Entries taken from a collection
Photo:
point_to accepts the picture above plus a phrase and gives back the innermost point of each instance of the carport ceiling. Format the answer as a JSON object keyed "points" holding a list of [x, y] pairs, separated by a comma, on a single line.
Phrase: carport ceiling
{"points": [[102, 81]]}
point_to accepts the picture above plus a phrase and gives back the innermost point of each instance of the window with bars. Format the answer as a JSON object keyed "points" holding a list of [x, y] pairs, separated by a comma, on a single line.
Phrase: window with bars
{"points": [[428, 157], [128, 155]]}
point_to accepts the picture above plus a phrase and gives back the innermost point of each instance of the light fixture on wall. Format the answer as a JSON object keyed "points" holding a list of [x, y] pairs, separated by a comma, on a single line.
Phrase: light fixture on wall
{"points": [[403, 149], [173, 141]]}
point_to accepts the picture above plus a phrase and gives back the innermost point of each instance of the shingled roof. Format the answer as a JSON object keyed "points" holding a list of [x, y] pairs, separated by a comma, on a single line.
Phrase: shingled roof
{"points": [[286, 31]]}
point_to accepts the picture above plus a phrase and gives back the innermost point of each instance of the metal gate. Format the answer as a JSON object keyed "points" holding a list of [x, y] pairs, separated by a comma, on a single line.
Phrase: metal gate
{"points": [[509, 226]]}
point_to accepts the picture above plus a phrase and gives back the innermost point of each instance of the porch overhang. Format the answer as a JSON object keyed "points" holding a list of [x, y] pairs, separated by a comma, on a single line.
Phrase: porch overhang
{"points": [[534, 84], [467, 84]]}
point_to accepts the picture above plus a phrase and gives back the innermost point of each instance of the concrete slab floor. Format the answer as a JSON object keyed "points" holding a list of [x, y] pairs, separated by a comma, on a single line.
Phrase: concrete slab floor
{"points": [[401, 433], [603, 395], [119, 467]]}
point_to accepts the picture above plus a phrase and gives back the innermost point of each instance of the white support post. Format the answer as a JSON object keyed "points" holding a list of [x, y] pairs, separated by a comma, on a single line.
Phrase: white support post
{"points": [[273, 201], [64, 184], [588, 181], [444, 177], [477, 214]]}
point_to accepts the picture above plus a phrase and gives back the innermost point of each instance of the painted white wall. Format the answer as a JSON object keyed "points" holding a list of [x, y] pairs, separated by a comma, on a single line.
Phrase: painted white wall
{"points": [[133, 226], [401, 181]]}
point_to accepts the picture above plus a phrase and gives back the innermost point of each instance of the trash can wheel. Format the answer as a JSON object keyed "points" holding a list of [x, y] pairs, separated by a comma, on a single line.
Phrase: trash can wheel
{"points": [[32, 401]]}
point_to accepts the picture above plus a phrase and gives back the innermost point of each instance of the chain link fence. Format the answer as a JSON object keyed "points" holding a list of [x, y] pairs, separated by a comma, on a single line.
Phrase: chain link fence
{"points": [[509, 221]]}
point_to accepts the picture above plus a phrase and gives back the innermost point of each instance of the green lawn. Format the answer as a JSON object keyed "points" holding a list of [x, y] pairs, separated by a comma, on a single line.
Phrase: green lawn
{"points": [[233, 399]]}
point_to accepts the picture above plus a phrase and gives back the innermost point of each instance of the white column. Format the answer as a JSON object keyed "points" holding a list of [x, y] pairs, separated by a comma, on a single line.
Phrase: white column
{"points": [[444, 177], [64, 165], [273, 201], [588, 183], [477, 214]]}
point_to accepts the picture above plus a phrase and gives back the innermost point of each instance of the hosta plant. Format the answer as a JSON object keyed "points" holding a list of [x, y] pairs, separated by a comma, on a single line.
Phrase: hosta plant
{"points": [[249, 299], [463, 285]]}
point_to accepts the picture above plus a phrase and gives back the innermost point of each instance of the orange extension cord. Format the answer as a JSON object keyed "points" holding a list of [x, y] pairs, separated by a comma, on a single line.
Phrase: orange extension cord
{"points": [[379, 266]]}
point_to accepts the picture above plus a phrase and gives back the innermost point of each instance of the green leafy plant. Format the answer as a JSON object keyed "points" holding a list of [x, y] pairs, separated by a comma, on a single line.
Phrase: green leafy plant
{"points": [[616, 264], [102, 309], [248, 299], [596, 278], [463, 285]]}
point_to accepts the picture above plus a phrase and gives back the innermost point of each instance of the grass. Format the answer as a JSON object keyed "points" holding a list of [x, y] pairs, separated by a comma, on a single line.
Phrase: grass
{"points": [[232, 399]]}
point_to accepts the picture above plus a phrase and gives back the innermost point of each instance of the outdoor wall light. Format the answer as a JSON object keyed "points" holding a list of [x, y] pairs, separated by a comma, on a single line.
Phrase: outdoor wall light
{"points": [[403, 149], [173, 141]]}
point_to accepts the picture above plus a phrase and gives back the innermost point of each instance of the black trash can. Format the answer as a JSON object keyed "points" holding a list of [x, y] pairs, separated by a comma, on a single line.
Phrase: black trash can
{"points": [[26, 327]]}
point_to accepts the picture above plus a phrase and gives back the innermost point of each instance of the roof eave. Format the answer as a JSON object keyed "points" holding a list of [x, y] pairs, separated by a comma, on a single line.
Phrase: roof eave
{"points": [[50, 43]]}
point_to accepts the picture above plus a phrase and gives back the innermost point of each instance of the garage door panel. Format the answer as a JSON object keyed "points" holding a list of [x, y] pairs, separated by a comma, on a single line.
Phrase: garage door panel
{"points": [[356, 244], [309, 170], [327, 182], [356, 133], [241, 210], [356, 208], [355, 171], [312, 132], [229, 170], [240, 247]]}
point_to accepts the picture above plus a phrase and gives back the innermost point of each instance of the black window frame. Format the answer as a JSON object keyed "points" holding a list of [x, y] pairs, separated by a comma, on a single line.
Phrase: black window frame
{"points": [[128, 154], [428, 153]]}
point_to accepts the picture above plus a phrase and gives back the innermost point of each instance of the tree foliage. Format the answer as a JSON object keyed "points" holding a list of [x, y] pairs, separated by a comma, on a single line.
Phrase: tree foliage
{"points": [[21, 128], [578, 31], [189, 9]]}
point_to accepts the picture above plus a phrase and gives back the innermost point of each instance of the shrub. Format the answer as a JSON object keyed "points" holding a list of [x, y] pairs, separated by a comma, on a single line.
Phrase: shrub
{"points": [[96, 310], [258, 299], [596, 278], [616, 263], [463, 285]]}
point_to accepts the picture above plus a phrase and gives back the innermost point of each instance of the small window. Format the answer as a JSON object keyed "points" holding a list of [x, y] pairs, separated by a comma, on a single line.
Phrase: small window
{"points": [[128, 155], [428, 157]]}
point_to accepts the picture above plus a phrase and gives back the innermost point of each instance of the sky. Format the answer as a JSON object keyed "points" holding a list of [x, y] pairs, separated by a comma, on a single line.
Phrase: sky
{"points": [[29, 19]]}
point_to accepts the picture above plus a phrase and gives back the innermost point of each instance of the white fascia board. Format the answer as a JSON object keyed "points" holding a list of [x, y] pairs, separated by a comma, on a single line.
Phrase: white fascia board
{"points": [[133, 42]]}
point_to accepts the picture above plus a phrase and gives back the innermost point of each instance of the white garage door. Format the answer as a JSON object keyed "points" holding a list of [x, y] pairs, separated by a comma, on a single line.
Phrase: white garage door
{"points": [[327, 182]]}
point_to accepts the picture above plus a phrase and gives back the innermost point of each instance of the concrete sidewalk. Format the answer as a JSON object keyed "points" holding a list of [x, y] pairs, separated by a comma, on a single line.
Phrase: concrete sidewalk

Problem requirements:
Produce an exact copy of every entry above.

Result of this exercise:
Photo:
point_to accepts the picture above plus a phrase and gives back the innermost point of each instance of the carport ceiling. Format the answer as a JSON object keyed "points" holding a list of [x, y] pairs, separated by a comma, on a single line.
Phrase: carport ceiling
{"points": [[102, 81]]}
point_to accepts the picture above plus a phrase and gives back the innermost point of each instance of the window with bars. Format the answer as a JSON object keyed "points" holding a list of [x, y] pairs, separated by a comma, on a single line.
Phrase: window with bars
{"points": [[428, 157], [128, 155]]}
point_to accepts the picture above plus a phrase and gives back the innermost point of each instance of the light fixture on wall. Format the answer as a JSON object keyed "points" holding a list of [x, y] pairs, separated by a comma, on a single line.
Phrase: light fixture on wall
{"points": [[403, 149], [173, 141]]}
point_to accepts the picture above plus a phrase and gives back the innermost point of each instance of the shingled roof. Format the answer as a JSON object keyed "points" holding a list of [x, y] pairs, separated by a comma, on a single line.
Phrase: shingled roof
{"points": [[286, 31]]}
point_to accepts the picture above plus a phrase and gives back the innermost point of each instance of the metal gate. Format the answer as a JSON object keyed "points" holding a list of [x, y] pairs, separated by a comma, on a single line.
Phrase: metal gate
{"points": [[509, 226]]}
point_to accepts the picture above plus a phrase and gives back the innermost point of each instance of the porch overhang. Format the answer as a JSON object keyed "points" holding a list of [x, y] pairs, separated by a comma, on a single line.
Phrase: porch overhang
{"points": [[534, 84], [467, 84]]}
point_to accepts the picture above plus a phrase and gives back the innermost point of each instance of the concrete slab floor. Format the answer as a JSON object keyed "points" holding a list of [x, y] pairs, separated by a comma, on a single line.
Phrase: concrete slab floor
{"points": [[401, 433], [603, 395], [119, 467]]}
point_to accepts the picture above plus a phrase and gives back the innermost point of each instance of the white support post. Format the answer as a JSON object keyed "points" holding a list of [x, y] pairs, separated by a comma, on a single line.
Phrase: white support post
{"points": [[273, 201], [64, 184], [588, 181], [444, 177], [477, 214]]}
point_to accepts the picture above plus a phrase and gives back the innermost point of each instance of the painted white wall. Format the answer as a JSON object keyed "points" holding a list of [x, y] pairs, separated by a comma, on a single line.
Phrase: painted white wall
{"points": [[133, 226], [401, 181]]}
point_to accepts the picture above plus a phrase and gives back the innermost point of each instance of the trash can wheel. Format the answer as a JSON object keyed "points" holding a list of [x, y] pairs, separated by a comma, on a single line.
Phrase: trash can wheel
{"points": [[32, 401]]}
point_to accepts the picture above plus a phrase and gives back the innermost point of each instance of the chain link fence. Format the answer as a JSON object keyed "points" holding a list of [x, y] pairs, separated by a comma, on a single line.
Phrase: chain link fence
{"points": [[509, 221]]}
point_to accepts the picture above plus a phrase and gives back the innermost point of each instance of the green lawn. Format the answer as a JSON object keyed "points" holding a list of [x, y] pairs, separated by a comma, on a single line.
Phrase: green lawn
{"points": [[233, 399]]}
point_to accepts the picture above plus a phrase and gives back the innermost point of each instance of the white column. Format the answer as a JSON object keyed "points" holding a list of [x, y] pairs, separated by a comma, on a single line.
Phrase: white column
{"points": [[444, 177], [64, 165], [273, 201], [588, 183], [477, 214]]}
point_to accepts the picture above plus a phrase and gives back the innermost point of each instance of the hosta plant. Format the answer as a JSON object keyed "points" holding a list of [x, y] pairs, separated by a comma, on a single line.
Phrase: hosta plant
{"points": [[249, 299], [463, 285]]}
point_to accepts the picture above plus a phrase and gives back the innermost point of each instance of the orange extension cord. Format the answer as a JSON object keyed "points" holding a list of [x, y] pairs, separated by a comma, on a single line.
Phrase: orange extension cord
{"points": [[379, 266]]}
point_to accepts the picture above plus a phrase and gives back the innermost point of each instance of the green leafy plant. Format the answer as a JSON object keyed "points" holding a list of [x, y] pairs, separated by a comma, on a single line.
Phrase: green leafy plant
{"points": [[616, 264], [102, 309], [248, 299], [596, 278], [463, 285]]}
point_to accepts the picture above plus a phrase and gives back the innermost point of each instance of the grass. Format the answer as a JSON object keyed "points" holding a list of [x, y] pairs, separated by a comma, on a single line.
Phrase: grass
{"points": [[232, 399]]}
point_to accepts the picture above plus a phrase and gives back the innermost point of each instance of the outdoor wall light. Format the answer as a JSON object keyed "points" holding a list of [x, y] pairs, separated by a comma, on a single line.
Phrase: outdoor wall light
{"points": [[403, 149], [173, 141]]}
point_to accepts the picture above plus a phrase and gives back the innermost point of each instance of the black trash can. Format the answer as a JSON object keyed "points" holding a list of [x, y] pairs, separated by a comma, on a single line.
Phrase: black trash can
{"points": [[26, 327]]}
point_to accepts the picture above plus a phrase and gives back the innermost point of each instance of the roof eave. Format the answer as a JSON object keyed "points" holding a list of [x, y] pairs, separated by a comma, on a single line.
Phrase: roof eave
{"points": [[50, 43]]}
point_to accepts the picture above plus a phrase and gives back the innermost point of each instance of the garage door panel. Format the answer as a JSON object keyed "points" holding a list of [x, y] pairs, separated by a comma, on a single line.
Phrase: garage door panel
{"points": [[356, 244], [309, 170], [327, 182], [356, 133], [241, 210], [356, 208], [355, 171], [312, 132], [229, 170], [240, 247]]}
point_to accepts the picture above plus a phrase and gives back the innermost point of each instance of the black window frame. Format the answer as a JSON object keyed "points" holding a list of [x, y] pairs, separated by a comma, on a single line.
Phrase: black window frame
{"points": [[128, 154], [428, 153]]}
point_to accepts the picture above plus a phrase and gives back the innermost point of each instance of the tree foliage. Format the answer as a JSON object keyed "points" holding a list of [x, y] pairs, separated by a comma, on a single line.
Phrase: tree foliage
{"points": [[21, 128], [578, 31], [189, 9]]}
point_to accepts the picture above plus a phrase and gives back the innermost point of each instance of the shrub. Format the answer as a JSON object keyed "points" holding a list of [x, y] pairs, separated by a comma, on a single line.
Phrase: shrub
{"points": [[96, 310], [258, 299], [596, 278], [616, 263], [463, 285]]}
point_to accepts the picture above plus a phrase and gives back the innermost point of each instance of the small window. Format the answer as a JSON object keyed "points" holding a list of [x, y] pairs, separated by a comma, on a single line.
Phrase: small window
{"points": [[128, 155], [428, 157]]}
point_to accepts the picture above plus a phrase and gives back the innermost point of each instance of the sky. Format the answer as a JSON object keyed "points" holding a list of [x, y] pairs, separated by a comma, on a single line.
Phrase: sky
{"points": [[29, 19]]}
point_to accepts the picture above plus a phrase and gives back the innermost point of each instance of the white fascia board. Format the answer as a JSON object keyed "points" holding a list of [x, y] pairs, separated by a comma, on a single line.
Phrase: white fascia board
{"points": [[133, 42]]}
point_to accepts the picture above plus a phrase and gives back the innermost point of each instance of the white garage door. Format the answer as a JSON object keyed "points" holding a list of [x, y] pairs, separated by a comma, on a single line.
Phrase: white garage door
{"points": [[327, 182]]}
point_to accepts the picture above plus a phrase and gives back the innermost point of each instance of the concrete sidewalk. Format the answer as a JSON object keyed "points" holding a list of [x, y] pairs, separated by a comma, on a single line.
Phrase: concrete sidewalk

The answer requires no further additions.